▶ _Listed records_:
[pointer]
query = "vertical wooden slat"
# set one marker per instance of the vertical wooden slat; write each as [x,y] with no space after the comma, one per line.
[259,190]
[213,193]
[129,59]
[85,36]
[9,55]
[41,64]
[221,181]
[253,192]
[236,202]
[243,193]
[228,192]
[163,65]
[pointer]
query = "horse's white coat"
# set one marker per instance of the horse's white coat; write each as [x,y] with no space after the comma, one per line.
* * *
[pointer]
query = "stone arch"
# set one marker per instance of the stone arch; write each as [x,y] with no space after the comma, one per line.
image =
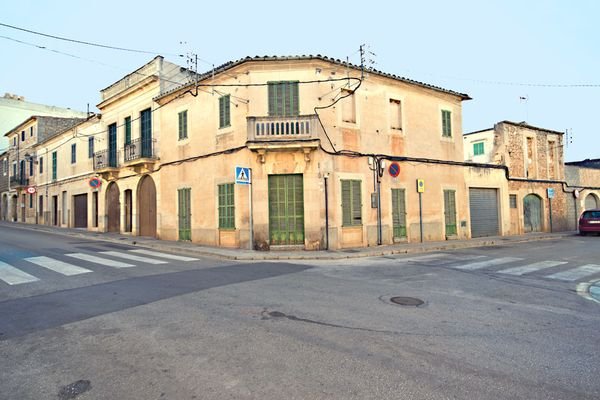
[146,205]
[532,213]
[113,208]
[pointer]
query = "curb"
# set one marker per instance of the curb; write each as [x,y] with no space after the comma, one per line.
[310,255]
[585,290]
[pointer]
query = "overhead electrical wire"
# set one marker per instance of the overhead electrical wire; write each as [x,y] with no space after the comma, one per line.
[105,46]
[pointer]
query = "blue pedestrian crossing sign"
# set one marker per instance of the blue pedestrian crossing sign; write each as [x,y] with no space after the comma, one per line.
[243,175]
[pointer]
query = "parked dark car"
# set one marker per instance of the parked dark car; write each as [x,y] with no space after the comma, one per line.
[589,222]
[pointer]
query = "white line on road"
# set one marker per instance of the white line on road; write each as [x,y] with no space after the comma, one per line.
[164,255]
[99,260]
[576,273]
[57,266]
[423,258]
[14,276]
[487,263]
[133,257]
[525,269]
--
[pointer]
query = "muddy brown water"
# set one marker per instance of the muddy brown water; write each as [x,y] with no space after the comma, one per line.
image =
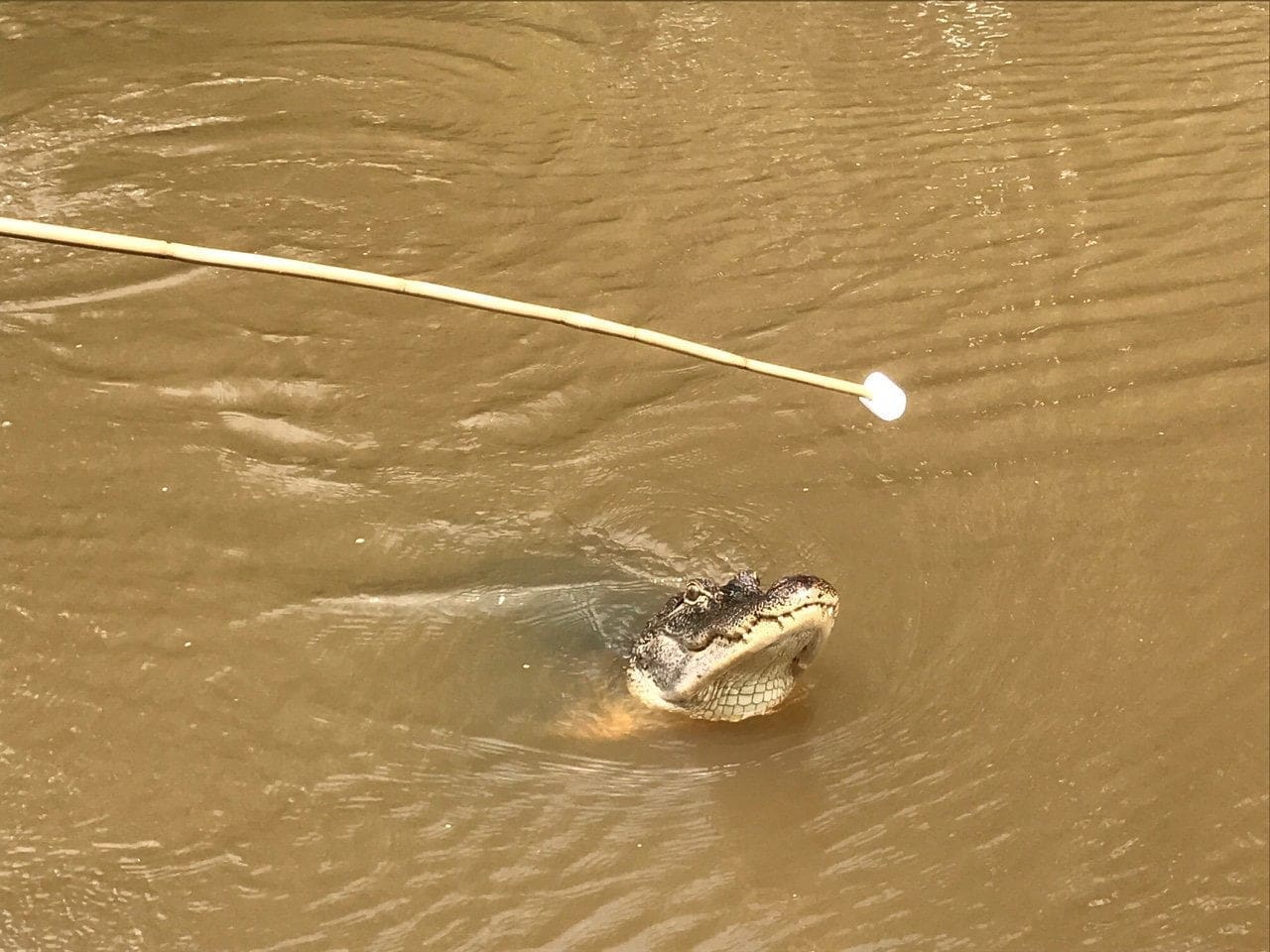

▶ _Exercise objective_: State the count of lines above containing the string "water", and add nothing to it.

▶ _Task response_: 2